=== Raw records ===
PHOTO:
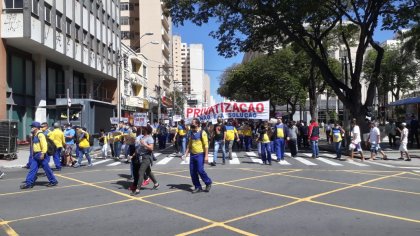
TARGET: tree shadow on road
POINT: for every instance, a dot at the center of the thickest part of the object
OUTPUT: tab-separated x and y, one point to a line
185	187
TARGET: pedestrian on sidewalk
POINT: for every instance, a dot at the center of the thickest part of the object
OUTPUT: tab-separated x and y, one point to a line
199	148
404	142
355	141
337	137
313	136
374	140
40	158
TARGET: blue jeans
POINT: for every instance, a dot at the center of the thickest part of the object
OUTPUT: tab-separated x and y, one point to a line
117	149
57	158
337	146
279	143
197	168
182	141
315	148
33	169
84	151
266	152
217	145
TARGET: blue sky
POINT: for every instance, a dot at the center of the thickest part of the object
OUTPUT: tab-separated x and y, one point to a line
215	64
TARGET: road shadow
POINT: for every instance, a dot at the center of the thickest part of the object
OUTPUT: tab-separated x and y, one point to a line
184	187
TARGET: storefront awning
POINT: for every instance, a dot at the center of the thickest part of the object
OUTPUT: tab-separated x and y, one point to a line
405	101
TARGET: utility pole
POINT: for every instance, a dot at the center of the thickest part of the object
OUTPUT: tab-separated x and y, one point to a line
158	93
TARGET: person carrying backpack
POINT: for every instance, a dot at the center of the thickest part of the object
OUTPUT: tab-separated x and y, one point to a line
84	146
57	136
313	136
199	147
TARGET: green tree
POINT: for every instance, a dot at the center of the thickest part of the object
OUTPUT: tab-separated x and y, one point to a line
398	73
256	25
273	77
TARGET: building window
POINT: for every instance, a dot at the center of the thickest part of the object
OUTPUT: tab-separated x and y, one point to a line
13	3
68	27
48	13
35	7
58	17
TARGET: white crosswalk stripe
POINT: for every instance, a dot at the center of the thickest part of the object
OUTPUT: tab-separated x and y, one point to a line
380	164
115	163
304	161
356	163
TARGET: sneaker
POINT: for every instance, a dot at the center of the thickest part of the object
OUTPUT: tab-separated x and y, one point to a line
52	184
25	186
208	187
156	186
197	190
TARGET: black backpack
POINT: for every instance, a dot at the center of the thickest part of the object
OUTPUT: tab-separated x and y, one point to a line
51	148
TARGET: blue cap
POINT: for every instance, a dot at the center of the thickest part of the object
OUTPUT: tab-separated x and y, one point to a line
36	124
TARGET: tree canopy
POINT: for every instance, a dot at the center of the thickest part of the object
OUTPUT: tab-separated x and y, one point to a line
257	25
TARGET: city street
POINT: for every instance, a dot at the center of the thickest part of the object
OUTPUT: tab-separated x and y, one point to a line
327	197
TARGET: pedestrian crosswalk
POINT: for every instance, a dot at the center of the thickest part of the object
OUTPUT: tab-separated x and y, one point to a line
303	159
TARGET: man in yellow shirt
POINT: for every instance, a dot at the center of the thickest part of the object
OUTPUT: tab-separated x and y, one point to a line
57	136
40	158
181	136
199	147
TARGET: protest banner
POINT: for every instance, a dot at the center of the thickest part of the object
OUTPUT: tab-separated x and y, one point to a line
227	110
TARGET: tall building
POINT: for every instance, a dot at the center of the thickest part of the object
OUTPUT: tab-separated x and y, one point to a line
157	47
55	48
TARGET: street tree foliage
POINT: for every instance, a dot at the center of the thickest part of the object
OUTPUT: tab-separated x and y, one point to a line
278	77
258	25
398	73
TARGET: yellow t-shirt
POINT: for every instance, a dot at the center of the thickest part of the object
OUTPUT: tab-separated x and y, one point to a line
230	132
265	138
39	143
57	136
181	130
198	142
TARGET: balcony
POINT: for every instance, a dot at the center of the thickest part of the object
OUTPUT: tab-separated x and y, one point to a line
137	79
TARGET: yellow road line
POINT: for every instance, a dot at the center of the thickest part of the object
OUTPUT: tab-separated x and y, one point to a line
65	211
7	229
365	211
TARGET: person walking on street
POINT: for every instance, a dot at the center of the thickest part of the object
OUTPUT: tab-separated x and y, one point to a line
292	135
143	160
404	142
356	140
40	158
337	133
198	145
231	135
313	136
84	146
219	141
375	139
57	136
280	130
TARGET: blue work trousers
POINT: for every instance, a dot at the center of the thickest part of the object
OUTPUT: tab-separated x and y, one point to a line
197	168
33	169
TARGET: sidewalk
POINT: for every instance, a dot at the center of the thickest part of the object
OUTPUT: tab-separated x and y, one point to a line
23	155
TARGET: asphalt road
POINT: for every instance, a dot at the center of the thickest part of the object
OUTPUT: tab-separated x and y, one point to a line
246	199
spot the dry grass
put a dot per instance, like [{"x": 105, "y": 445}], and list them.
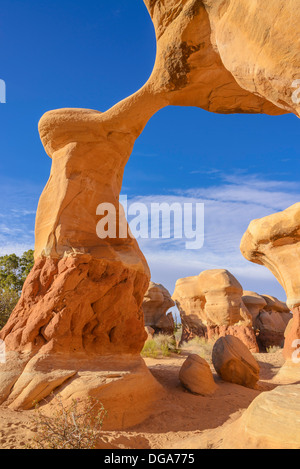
[{"x": 75, "y": 427}]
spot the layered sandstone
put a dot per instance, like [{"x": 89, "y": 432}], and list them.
[
  {"x": 271, "y": 422},
  {"x": 157, "y": 302},
  {"x": 234, "y": 363},
  {"x": 79, "y": 327},
  {"x": 196, "y": 376},
  {"x": 270, "y": 318},
  {"x": 274, "y": 241},
  {"x": 210, "y": 304}
]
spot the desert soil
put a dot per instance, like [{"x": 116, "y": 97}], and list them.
[{"x": 180, "y": 420}]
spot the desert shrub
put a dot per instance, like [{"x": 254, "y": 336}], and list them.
[
  {"x": 160, "y": 346},
  {"x": 75, "y": 427},
  {"x": 200, "y": 346},
  {"x": 273, "y": 349},
  {"x": 14, "y": 270},
  {"x": 8, "y": 301},
  {"x": 13, "y": 273}
]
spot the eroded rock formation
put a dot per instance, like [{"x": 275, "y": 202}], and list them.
[
  {"x": 78, "y": 328},
  {"x": 196, "y": 376},
  {"x": 210, "y": 304},
  {"x": 270, "y": 318},
  {"x": 234, "y": 363},
  {"x": 274, "y": 241},
  {"x": 157, "y": 302},
  {"x": 271, "y": 422}
]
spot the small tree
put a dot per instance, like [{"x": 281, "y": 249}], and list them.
[
  {"x": 13, "y": 273},
  {"x": 14, "y": 270}
]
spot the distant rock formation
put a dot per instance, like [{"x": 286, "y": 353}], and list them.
[
  {"x": 157, "y": 302},
  {"x": 234, "y": 363},
  {"x": 196, "y": 376},
  {"x": 270, "y": 319},
  {"x": 210, "y": 304},
  {"x": 78, "y": 328},
  {"x": 274, "y": 241}
]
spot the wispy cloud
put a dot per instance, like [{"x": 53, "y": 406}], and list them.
[
  {"x": 229, "y": 208},
  {"x": 230, "y": 205}
]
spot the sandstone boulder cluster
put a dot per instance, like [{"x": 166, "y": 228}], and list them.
[
  {"x": 232, "y": 361},
  {"x": 211, "y": 305}
]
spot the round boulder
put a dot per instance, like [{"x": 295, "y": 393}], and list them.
[
  {"x": 196, "y": 376},
  {"x": 234, "y": 363}
]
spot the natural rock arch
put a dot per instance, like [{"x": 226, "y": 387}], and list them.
[{"x": 78, "y": 328}]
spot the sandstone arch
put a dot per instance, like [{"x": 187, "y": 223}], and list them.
[{"x": 67, "y": 332}]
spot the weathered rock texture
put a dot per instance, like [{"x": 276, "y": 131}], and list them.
[
  {"x": 274, "y": 241},
  {"x": 234, "y": 363},
  {"x": 84, "y": 296},
  {"x": 157, "y": 302},
  {"x": 270, "y": 318},
  {"x": 271, "y": 422},
  {"x": 210, "y": 305},
  {"x": 196, "y": 376}
]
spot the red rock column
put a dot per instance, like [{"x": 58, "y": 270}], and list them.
[{"x": 274, "y": 241}]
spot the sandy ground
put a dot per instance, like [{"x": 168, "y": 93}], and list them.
[{"x": 180, "y": 420}]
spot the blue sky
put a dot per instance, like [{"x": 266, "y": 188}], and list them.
[{"x": 92, "y": 54}]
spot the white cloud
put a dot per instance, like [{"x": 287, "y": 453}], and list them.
[{"x": 229, "y": 208}]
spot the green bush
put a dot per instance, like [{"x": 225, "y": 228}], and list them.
[
  {"x": 13, "y": 273},
  {"x": 200, "y": 346},
  {"x": 75, "y": 427},
  {"x": 8, "y": 301},
  {"x": 160, "y": 346}
]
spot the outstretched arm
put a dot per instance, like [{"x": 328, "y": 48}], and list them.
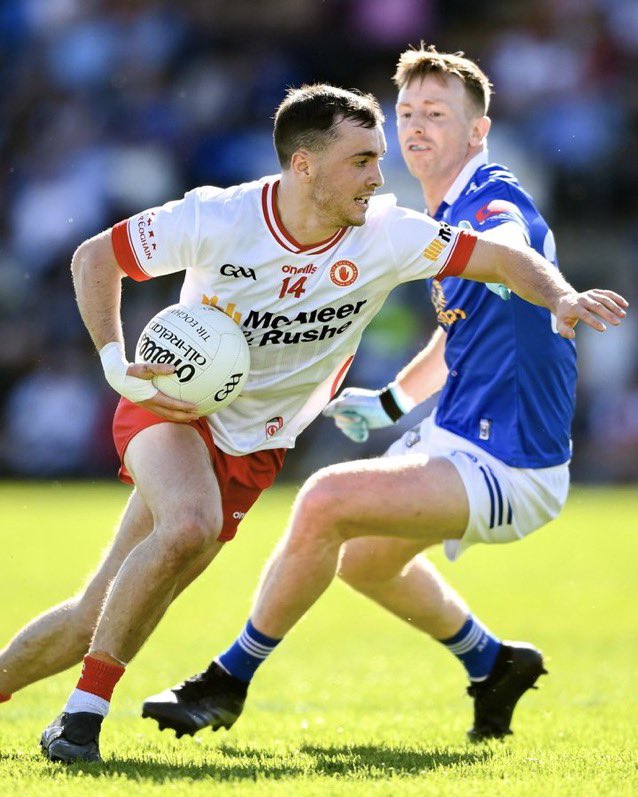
[
  {"x": 97, "y": 279},
  {"x": 357, "y": 410},
  {"x": 532, "y": 278}
]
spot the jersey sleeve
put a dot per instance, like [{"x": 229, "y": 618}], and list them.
[
  {"x": 500, "y": 204},
  {"x": 160, "y": 240},
  {"x": 426, "y": 248}
]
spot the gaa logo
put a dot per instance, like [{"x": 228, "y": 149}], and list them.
[
  {"x": 274, "y": 425},
  {"x": 228, "y": 270},
  {"x": 344, "y": 273},
  {"x": 228, "y": 388}
]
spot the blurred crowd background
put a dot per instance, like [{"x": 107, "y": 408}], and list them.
[{"x": 111, "y": 106}]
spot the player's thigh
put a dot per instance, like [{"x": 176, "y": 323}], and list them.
[
  {"x": 136, "y": 524},
  {"x": 398, "y": 496},
  {"x": 374, "y": 559},
  {"x": 173, "y": 472}
]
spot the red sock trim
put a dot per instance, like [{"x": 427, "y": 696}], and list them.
[{"x": 99, "y": 677}]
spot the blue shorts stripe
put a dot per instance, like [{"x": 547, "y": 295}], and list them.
[
  {"x": 491, "y": 492},
  {"x": 500, "y": 497}
]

=== TASK REQUIREMENTS ===
Print exactly the lines from the one with "spot the blurred crowd background" through the end of the data, inclusive.

=== TASK RESPONSE ===
spot the blurred crowd background
put a dot per instance, like [{"x": 107, "y": 408}], and list them.
[{"x": 111, "y": 106}]
spot the player's thigh
put a dot per instance, like [{"x": 176, "y": 323}], and list them.
[
  {"x": 136, "y": 524},
  {"x": 398, "y": 496},
  {"x": 374, "y": 559},
  {"x": 173, "y": 472}
]
spot the red sock trim
put a dot per instance, like [{"x": 427, "y": 696}], and list them.
[{"x": 99, "y": 677}]
spot the blue shorts stripe
put a dot per instance, like [{"x": 547, "y": 295}], and list them.
[
  {"x": 491, "y": 492},
  {"x": 500, "y": 497}
]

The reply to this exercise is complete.